According to Beatles singer-songwriter George Harrison, all things must pass, and according to decades of mathematical and astronomical models, these things include the sun.
So, when is the sun expected to burn out?
Though the ultimate death of our medium-size solar mass is trillions of years in the future, the sun's "life" in its current phase, known as its "main sequence" — in which the nuclear fusion of hydrogen allows it to radiate energy and provide enough pressure to keep the star from collapsing under its own mass — will end about 5 billion years from now.
"The sun is a little less than 5 billion years old," said Paola Testa, an astrophysicist at the Center for Astrophysics, a collaboration between the Smithsonian Astrophysical Observatory and Harvard College Observatory. "It's a kind of middle-age star, in the sense that its life is going to be of the order of 10 billion years or so."
After the sun has burned through most of the hydrogen in its core, it will transition to its next phase as a red giant. At this point roughly 5 billion years in the future, the sun will stop generating heat via nuclear fusion, and its core will become unstable and contract, according to NASA. Meanwhile, the outer part of the sun, which will still contain hydrogen, will expand, glowing red as it cools. This expansion will gradually swallow the sun's neighboring planets, Mercury and Venus, and ratchet up the sun's solar winds to the point that they quash Earth's magnetic field and strip off its atmosphere.
Of course, this will almost certainly be bad news for whatever life remains on our planet by that point — assuming any has survived the 10% increase in the sun's brightness that is expected to vaporize Earth's oceans in 1 billion to 1.5 billion years, according to a 2014 study published in Geophysical Research Letters. Within a few million years of this initial expansion, it's likely that the sun will also consume the rocky remains of the Earth, according to a 2008 study published in the Monthly Notices of the Royal Astronomical Society.
The sun will then begin fusing the helium left over from hydrogen fusion into carbon and oxygen, before ultimately collapsing down to its core, leaving behind a gorgeous planetary nebula — a glowing shell of hot, leftover plasma — in its outer layers as it shrinks to an incredibly dense, significantly hotter, Earth-size stellar corpse known as a white dwarf. The nebula will be visible for only about 10,000 years, Testa said — the blink of an eye in cosmic time. From there, what remains of the sun will spend trillions of years cooling off before ultimately becoming a non-emitting object.
★ ★ ★ ★ ★ ★ ★
Aim of the exercise:
Continue the article about when the sun will burn out, picking up after its final sentence.

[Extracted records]
★ ★ ★ ★ ★ ★ ★
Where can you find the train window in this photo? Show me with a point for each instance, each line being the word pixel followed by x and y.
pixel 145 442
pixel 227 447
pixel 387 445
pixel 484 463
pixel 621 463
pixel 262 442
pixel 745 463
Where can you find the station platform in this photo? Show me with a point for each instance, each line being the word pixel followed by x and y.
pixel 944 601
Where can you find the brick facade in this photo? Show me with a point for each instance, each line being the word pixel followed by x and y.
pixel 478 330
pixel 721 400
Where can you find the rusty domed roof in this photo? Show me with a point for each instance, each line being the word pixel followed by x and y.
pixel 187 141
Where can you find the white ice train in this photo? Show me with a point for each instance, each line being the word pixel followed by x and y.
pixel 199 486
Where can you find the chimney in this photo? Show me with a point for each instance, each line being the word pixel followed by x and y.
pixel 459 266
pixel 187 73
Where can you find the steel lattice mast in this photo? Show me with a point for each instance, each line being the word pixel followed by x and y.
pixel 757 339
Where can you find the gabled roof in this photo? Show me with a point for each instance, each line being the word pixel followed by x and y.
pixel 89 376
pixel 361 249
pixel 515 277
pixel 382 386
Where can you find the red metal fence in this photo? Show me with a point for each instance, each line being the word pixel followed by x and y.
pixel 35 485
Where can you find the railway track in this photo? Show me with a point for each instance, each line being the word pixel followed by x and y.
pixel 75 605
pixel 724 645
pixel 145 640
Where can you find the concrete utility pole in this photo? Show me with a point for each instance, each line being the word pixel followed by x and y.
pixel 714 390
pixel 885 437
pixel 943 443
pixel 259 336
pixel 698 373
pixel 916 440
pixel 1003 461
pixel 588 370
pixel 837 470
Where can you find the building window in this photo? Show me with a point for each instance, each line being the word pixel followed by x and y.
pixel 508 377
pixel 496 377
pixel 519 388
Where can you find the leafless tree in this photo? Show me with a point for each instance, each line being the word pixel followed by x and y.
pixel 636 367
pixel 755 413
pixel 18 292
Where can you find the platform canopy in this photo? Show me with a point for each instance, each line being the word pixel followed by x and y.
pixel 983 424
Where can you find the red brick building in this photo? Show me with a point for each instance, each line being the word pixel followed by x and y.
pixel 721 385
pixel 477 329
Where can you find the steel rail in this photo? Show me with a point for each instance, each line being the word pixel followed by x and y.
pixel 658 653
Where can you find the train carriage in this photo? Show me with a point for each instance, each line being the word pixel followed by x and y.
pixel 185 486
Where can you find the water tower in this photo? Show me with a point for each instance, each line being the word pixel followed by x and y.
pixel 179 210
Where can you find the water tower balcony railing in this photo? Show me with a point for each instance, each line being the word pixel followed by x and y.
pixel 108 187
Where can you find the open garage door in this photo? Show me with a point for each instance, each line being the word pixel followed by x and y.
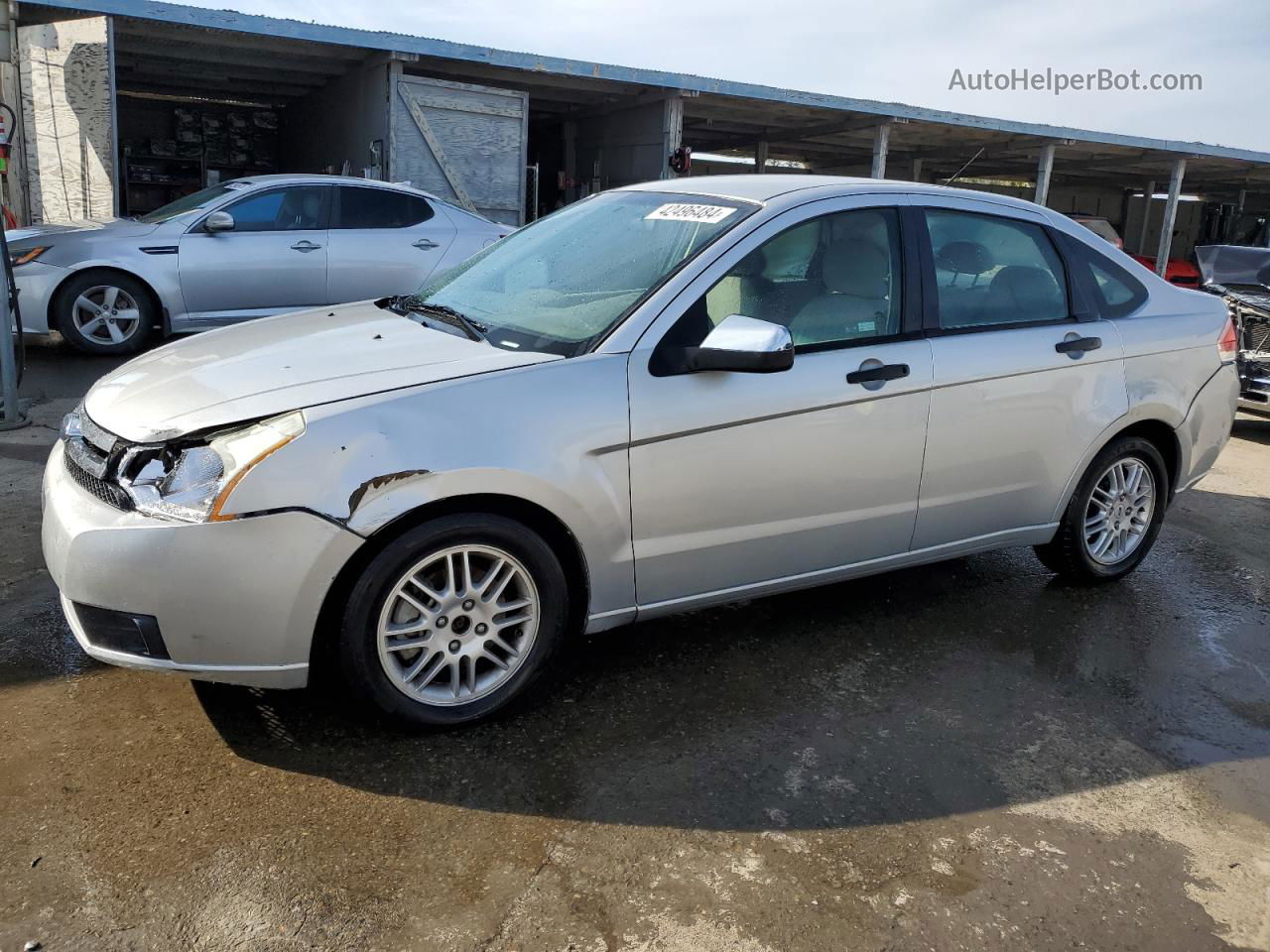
pixel 462 143
pixel 67 119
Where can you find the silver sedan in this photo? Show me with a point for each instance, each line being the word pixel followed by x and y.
pixel 236 250
pixel 658 399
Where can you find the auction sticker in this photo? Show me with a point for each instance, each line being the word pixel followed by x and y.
pixel 688 211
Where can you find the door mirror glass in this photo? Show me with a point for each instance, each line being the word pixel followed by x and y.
pixel 218 221
pixel 743 344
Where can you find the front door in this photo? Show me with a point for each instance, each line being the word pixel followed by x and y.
pixel 744 479
pixel 1023 386
pixel 275 259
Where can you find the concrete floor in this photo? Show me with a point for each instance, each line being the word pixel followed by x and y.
pixel 960 757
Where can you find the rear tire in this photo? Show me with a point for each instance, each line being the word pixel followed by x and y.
pixel 453 620
pixel 104 312
pixel 1114 516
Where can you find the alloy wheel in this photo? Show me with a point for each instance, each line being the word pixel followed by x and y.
pixel 105 315
pixel 1119 511
pixel 457 625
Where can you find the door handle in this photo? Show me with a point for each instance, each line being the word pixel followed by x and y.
pixel 1075 347
pixel 878 373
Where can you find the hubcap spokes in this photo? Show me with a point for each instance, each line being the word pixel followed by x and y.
pixel 1119 511
pixel 105 313
pixel 457 625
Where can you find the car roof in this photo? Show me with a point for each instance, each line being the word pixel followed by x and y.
pixel 765 188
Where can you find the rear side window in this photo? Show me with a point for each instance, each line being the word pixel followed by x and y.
pixel 380 208
pixel 992 271
pixel 1114 291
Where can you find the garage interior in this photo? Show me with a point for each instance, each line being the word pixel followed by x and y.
pixel 197 104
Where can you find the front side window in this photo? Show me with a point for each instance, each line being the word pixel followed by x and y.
pixel 191 202
pixel 281 209
pixel 830 281
pixel 994 271
pixel 564 281
pixel 380 208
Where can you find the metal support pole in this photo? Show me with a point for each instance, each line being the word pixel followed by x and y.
pixel 1146 216
pixel 10 414
pixel 1043 172
pixel 1166 229
pixel 881 139
pixel 1232 232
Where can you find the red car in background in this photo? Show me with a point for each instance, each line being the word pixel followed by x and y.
pixel 1178 271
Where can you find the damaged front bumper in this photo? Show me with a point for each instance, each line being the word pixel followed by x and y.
pixel 234 601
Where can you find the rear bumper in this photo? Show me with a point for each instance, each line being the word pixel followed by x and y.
pixel 1206 426
pixel 234 601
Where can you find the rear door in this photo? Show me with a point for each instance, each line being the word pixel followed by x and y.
pixel 1025 379
pixel 273 261
pixel 742 480
pixel 382 241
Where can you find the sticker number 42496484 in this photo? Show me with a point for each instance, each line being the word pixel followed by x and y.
pixel 690 211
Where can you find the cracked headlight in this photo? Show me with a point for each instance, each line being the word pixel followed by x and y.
pixel 198 483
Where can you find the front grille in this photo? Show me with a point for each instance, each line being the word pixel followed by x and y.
pixel 107 492
pixel 1256 336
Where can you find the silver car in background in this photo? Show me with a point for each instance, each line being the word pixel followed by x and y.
pixel 662 398
pixel 243 249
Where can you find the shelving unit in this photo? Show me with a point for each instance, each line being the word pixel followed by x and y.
pixel 173 148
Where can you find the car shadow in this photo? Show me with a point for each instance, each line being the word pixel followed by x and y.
pixel 929 692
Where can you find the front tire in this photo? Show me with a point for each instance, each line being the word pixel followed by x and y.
pixel 1114 516
pixel 453 620
pixel 104 312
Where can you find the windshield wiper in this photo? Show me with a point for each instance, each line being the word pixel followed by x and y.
pixel 444 313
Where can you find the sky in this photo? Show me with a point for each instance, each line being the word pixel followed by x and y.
pixel 903 51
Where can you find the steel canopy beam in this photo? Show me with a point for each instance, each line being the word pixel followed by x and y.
pixel 1166 230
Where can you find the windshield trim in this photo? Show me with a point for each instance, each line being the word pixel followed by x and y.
pixel 597 341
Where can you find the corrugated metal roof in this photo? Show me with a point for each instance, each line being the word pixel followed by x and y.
pixel 553 64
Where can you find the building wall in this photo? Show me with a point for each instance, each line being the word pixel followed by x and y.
pixel 336 123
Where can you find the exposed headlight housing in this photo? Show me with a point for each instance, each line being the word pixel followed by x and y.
pixel 194 483
pixel 28 254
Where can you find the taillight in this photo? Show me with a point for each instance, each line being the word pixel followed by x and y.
pixel 1228 344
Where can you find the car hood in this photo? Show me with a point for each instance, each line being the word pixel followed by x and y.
pixel 284 363
pixel 118 227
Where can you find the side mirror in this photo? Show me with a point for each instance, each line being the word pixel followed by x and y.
pixel 218 221
pixel 743 344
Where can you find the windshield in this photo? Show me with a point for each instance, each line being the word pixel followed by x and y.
pixel 187 203
pixel 567 280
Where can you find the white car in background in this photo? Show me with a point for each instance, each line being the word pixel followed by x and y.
pixel 243 249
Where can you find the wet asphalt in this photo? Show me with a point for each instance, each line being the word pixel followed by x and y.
pixel 969 756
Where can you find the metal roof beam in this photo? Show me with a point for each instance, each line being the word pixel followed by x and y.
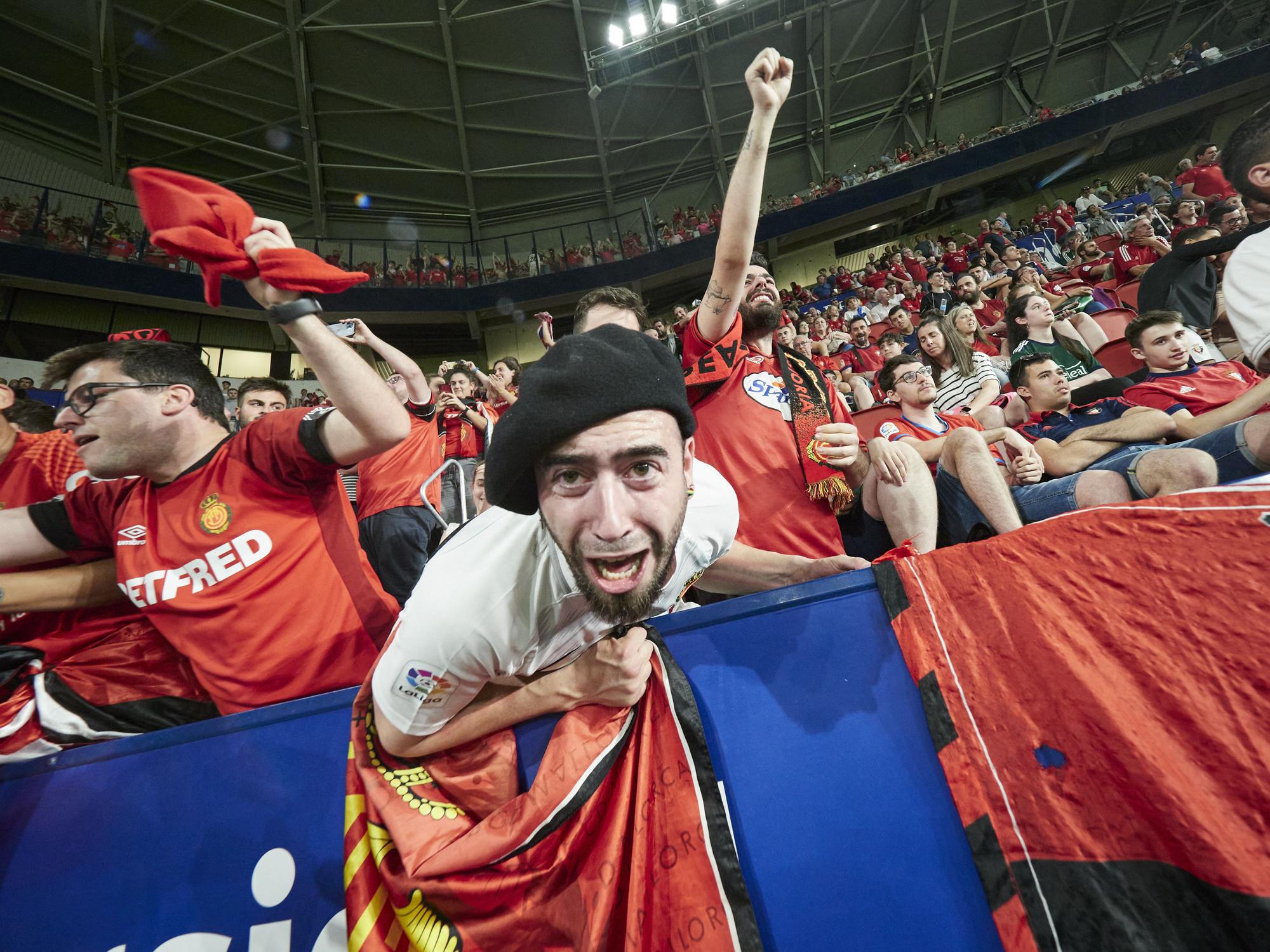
★ ★ ★ ★ ★ ★ ★
Result for this task:
To arrive at this timeline for both the sun and all stars of its relative mass, scientists needed to know how it emitted energy, which was difficult before nuclear fusion in solar masses could be taken into account.
"A lot of the science is relatively new, like in the last century, because an integral part of understanding how a star works comes from understanding nuclear reactions and fusion," said Testa, who researches the heating mechanisms and processes of X-ray emissions, such as solar flares, in the outer layers of the sun's atmosphere. "Before the 1930s, one of the main ideas of how stars worked was that energy was coming just from gravitational energy."
Once astronomers and astrophysicists had a better understanding of fusion, they were able to come up with more complete models, coupled with emission data observed from several stars, for the lives of stars.
"By putting together lots of different information from lots of different stars, astronomers and astrophysicists could build a model for how stars evolve," Testa told Live Science. "This gives us a rather precise guess of how old the sun is."
This age — around 4.6 billion to 4.7 billion years old — is also corroborated by radioactive dating of the oldest known meteorites, which formed from the same solar nebula, a swirling disk of gas and dust, that gave rise to the sun and planetary bodies in the solar system.
Thanks to these tools, scientists have a good understanding of when the sun's light will eventually burn out and fade away.
Originally published on Live Science.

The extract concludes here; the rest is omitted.